From the profile of Vieng Narumon below, list every song title it names.

GIVEN PASSAGE:
--- START ---

- Born: Naruemon Pholputtha (Thai: นฤมล พลพุทธา) 11 January 1992 (age 34) Mueang Roi Et district, Roi Et Province, Thailand
- Education: Bunditpatanasilpa Institute
- Occupations: Singer; Actress;
- Height: 1.73 m (5 ft 8 in)
- Parents: Suwan Pholputtha (father); Rhieanthong Pholputtha (mother);
- Musical career
- Genres: Luk thung; Mor lam;
- Years active: 2017–present
- Label: Grammy Gold GMM Music

= Vieng Narumon =

Thai singer

Vieng Narumon (เวียง นฤมล, /th/; born 11 January 1992) is a Thai luk thung and Mor lam singer from the Isan area. She has been an artist with Grammy Gold (GMM Grammy) since 2017. Her popular songs include "Wai Ok Hak", "Ngiw Tong Ton Humhon Phoo Bao Kaw" and "Ka Khon Bor Huk Kan".

==Early life==
She was born into a family of mor lam singers in the village of See Kaew, Tambon See Kaew, Amphoe Mueang Roi Et, in Roi Et Province. She is a daughter of Suwarna Pholphuttha (died in 2020). She finished her education at Bunditpatanasilpa Institute. She is a niece of Roi-et Phetsiam who was a famous Mor lam singer in the 1960s.

== Musical career ==
She started to dance with her father's music band when she studied in primary 5. After that, she got to sing and dance under Nok Aing Mong band. She trained with National Artist of Thailand in 1993, Chaweewan Damnuen. She met with Mor lam songwriter, Amphai Maniwong and Amphai who took her to Sala Khunnawut for recording in Grammy Gold's project Nong Mai Tai Daw: Project II. Her first single was "Huk Bor Dai Tae Luem Ai Bor Long" (ฮักบ่ได้แต่ลืมอ้ายบ่ลง), so she registered as an artist in Grammy Gold since then.

--- END ---

DATASET EXTRACT:
--- START ---

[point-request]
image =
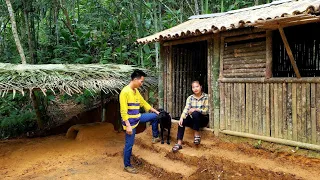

--- END ---

TASK OUTPUT:
- "Wai Ok Hak"
- "Ngiw Tong Ton Humhon Phoo Bao Kaw"
- "Ka Khon Bor Huk Kan"
- "Huk Bor Dai Tae Luem Ai Bor Long" (ฮักบ่ได้แต่ลืมอ้ายบ่ลง)